Task to carry out> Reproduce without alteration the lines of the records beginning at the line that contains "Give the outline of every instance of the equipment" and ending after the line that contains "41), (277, 43)]", both of those lines included.

--- Start of The data ---

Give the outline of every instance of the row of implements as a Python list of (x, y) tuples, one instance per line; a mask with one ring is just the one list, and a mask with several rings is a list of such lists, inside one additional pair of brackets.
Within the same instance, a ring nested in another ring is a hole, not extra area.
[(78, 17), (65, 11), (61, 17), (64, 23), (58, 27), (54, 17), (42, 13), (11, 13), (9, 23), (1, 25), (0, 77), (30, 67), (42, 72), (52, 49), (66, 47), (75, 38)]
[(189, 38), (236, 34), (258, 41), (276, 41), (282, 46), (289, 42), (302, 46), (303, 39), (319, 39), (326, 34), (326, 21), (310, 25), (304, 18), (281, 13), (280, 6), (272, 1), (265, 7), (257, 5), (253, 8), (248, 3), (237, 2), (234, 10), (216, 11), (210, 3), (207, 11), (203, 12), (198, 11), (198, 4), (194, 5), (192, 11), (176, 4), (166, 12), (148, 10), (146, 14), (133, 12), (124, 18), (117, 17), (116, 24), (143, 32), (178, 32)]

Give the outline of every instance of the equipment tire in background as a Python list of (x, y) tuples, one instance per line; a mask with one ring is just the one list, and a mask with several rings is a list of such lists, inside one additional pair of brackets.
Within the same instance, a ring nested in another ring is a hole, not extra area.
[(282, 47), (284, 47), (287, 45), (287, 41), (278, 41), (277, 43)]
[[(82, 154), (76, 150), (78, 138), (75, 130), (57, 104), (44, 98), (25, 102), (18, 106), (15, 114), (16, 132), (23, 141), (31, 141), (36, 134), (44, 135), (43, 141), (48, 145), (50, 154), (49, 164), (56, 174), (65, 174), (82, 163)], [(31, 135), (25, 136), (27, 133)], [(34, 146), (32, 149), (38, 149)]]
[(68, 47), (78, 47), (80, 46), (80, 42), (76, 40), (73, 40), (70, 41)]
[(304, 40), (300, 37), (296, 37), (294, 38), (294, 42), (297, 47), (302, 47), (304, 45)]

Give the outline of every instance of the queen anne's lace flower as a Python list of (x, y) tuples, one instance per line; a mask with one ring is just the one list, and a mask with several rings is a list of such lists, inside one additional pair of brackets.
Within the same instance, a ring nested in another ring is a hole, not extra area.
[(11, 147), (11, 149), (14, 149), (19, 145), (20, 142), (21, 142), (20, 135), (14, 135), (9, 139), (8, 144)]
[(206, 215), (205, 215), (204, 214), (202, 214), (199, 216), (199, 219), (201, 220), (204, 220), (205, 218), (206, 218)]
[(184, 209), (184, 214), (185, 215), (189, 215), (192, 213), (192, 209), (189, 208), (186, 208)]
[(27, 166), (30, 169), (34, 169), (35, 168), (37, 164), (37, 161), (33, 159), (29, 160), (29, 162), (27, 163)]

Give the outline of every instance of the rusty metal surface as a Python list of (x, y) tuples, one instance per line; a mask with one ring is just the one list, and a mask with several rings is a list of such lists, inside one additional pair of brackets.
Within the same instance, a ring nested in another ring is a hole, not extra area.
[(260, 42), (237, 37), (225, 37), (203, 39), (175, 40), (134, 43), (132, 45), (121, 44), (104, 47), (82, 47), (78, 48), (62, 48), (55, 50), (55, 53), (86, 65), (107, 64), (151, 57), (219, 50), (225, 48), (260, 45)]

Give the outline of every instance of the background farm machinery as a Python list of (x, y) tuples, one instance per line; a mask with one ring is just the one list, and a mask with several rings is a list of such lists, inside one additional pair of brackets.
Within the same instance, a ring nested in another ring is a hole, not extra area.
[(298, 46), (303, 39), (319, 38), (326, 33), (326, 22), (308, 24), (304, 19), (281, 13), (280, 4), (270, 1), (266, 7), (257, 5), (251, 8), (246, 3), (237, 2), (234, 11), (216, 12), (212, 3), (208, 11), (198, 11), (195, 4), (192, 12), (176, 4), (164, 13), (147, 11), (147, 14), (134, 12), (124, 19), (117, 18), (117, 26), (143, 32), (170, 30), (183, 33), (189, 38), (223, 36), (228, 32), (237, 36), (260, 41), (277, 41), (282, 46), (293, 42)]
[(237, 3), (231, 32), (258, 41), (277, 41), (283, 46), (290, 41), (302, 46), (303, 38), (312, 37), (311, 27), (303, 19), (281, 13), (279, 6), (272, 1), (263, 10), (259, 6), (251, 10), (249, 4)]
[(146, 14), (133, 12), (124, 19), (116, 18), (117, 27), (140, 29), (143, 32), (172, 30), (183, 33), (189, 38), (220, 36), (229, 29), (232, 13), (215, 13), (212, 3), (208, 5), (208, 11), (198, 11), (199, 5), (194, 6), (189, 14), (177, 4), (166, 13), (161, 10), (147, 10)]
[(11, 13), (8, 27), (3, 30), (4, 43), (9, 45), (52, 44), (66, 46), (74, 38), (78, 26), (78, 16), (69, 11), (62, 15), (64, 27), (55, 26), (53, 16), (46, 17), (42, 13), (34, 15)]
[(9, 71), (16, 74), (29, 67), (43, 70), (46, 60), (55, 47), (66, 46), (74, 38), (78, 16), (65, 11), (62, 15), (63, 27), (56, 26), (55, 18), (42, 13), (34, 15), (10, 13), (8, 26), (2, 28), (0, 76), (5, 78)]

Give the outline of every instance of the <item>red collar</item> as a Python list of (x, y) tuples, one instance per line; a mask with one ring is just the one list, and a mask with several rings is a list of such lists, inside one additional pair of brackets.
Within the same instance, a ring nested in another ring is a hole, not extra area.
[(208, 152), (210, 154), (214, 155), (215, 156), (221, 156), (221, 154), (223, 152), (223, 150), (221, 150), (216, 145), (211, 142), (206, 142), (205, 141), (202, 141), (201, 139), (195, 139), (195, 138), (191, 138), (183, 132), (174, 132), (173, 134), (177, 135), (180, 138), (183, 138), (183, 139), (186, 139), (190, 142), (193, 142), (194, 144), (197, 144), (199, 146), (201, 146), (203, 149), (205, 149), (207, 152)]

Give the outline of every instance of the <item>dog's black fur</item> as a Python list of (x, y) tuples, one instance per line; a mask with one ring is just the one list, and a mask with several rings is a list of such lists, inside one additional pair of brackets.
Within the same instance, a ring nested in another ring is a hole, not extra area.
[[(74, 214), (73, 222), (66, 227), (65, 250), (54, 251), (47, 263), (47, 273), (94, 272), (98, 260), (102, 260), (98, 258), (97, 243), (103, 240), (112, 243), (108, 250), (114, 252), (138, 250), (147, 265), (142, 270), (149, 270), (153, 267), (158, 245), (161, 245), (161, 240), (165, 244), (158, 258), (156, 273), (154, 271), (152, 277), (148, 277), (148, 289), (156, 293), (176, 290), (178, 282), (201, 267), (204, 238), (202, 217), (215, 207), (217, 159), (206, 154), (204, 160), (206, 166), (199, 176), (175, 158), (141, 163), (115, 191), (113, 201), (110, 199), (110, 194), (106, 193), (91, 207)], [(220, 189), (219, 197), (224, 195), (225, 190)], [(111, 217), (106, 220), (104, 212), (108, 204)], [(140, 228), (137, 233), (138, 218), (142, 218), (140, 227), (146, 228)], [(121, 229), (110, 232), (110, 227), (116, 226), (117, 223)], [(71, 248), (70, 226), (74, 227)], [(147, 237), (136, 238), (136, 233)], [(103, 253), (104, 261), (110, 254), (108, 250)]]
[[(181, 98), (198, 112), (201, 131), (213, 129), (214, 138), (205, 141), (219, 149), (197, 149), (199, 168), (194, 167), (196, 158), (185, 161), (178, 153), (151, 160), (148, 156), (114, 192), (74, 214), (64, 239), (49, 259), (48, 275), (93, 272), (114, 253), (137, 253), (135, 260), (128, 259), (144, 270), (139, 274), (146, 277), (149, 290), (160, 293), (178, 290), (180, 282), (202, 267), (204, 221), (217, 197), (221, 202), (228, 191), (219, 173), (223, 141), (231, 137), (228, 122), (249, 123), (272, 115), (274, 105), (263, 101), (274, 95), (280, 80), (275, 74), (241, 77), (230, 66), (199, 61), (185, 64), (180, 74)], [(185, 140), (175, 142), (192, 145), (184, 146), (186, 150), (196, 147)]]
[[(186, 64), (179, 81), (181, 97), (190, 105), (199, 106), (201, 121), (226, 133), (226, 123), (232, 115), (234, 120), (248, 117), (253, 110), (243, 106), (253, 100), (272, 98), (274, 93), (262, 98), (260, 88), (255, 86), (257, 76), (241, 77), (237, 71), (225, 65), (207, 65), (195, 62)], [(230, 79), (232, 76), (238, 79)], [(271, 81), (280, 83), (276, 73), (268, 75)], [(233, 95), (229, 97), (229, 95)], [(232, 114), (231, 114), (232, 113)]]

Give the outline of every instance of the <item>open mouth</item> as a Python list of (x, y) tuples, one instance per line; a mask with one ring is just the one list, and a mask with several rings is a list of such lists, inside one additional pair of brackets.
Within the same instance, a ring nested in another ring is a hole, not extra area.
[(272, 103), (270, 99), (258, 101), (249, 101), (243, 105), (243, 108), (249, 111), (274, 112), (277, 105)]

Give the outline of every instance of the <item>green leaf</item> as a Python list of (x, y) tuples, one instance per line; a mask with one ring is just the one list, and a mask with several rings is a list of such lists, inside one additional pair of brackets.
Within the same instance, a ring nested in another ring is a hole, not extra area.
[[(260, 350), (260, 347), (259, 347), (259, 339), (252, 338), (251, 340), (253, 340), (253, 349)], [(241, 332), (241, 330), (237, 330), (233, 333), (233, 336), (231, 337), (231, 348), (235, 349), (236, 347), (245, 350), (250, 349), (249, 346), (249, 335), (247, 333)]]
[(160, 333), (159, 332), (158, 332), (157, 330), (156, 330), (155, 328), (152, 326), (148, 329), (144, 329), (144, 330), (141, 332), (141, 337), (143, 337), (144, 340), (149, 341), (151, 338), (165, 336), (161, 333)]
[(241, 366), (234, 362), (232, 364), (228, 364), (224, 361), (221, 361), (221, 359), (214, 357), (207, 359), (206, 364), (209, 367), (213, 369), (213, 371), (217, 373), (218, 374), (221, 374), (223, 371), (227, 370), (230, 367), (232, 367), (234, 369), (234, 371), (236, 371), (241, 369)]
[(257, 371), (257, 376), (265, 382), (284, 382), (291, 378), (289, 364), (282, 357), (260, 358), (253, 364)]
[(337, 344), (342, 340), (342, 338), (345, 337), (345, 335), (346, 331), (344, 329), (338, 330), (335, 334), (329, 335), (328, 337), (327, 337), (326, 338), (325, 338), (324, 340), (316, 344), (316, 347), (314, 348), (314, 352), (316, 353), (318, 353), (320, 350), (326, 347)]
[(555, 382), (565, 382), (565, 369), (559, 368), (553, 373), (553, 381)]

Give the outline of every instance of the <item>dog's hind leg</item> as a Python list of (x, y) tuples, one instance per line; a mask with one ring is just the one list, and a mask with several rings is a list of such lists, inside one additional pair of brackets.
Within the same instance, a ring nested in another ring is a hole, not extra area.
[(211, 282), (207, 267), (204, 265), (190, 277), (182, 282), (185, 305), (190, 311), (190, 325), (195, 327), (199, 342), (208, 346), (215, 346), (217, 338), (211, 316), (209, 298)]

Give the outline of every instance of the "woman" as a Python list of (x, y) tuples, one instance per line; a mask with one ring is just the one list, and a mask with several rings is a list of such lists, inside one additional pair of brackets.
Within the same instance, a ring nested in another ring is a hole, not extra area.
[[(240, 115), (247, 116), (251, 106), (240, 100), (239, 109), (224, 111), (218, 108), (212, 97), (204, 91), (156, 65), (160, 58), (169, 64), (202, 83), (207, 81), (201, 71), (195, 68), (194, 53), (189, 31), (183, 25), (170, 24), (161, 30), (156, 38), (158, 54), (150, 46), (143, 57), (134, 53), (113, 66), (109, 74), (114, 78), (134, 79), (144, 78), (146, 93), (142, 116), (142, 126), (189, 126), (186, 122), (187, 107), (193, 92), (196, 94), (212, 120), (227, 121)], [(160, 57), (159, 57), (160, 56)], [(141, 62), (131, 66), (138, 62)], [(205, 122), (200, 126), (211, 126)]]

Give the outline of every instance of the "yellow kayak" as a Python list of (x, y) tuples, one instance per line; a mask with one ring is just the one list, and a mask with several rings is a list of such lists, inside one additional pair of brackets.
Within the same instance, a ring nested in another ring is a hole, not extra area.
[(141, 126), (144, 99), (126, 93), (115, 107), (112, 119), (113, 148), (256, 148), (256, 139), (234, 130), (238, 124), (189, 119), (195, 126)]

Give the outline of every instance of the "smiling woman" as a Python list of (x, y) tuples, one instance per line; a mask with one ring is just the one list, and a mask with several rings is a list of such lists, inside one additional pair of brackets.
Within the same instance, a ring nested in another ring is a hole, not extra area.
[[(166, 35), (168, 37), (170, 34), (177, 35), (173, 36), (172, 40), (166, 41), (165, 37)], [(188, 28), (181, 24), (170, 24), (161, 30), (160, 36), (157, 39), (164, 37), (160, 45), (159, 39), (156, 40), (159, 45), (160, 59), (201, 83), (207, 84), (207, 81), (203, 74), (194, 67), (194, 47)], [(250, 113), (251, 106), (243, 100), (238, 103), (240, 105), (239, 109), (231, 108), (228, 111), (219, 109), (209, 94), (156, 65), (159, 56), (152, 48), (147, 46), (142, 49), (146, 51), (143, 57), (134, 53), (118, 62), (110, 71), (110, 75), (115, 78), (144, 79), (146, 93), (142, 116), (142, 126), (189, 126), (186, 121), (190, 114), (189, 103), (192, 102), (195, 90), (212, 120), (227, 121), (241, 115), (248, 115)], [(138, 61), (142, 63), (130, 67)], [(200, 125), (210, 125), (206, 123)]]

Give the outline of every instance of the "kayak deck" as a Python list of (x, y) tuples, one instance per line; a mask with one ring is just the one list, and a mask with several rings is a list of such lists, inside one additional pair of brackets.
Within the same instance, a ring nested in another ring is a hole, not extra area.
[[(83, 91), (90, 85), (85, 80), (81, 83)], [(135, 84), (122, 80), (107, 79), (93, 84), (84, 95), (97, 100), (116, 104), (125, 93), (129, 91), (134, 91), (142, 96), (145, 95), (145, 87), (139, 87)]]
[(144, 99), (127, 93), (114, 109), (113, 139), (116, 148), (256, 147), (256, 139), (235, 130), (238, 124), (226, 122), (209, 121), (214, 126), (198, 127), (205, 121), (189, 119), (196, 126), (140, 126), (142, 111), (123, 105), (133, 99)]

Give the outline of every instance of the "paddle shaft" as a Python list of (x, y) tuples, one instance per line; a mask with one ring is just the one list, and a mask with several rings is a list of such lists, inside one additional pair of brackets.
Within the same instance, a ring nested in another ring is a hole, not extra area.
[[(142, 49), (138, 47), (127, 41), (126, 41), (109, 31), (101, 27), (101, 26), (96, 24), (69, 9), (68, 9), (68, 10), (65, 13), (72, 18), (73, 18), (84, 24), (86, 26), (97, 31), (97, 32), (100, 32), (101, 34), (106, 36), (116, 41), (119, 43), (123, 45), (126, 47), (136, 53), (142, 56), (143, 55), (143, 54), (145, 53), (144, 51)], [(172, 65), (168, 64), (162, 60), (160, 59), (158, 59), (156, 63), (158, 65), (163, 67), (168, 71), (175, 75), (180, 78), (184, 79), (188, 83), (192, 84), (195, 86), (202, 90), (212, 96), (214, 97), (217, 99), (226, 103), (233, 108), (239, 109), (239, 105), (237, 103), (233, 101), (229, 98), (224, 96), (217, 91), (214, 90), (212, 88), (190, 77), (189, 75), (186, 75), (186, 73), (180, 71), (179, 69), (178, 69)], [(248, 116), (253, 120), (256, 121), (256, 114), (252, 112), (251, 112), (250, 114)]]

--- End of The data ---

Expected output>
Give the outline of every instance of the equipment tire in background as a Python list of (x, y) tuples, one instance per line; a mask with one ring is just the one list, and a mask with several rings is a list of such lists, inside one additional pair of brackets.
Within the same instance, a ring nested in another ring is a hole, not extra area.
[(282, 47), (284, 47), (287, 45), (287, 41), (278, 41), (277, 43)]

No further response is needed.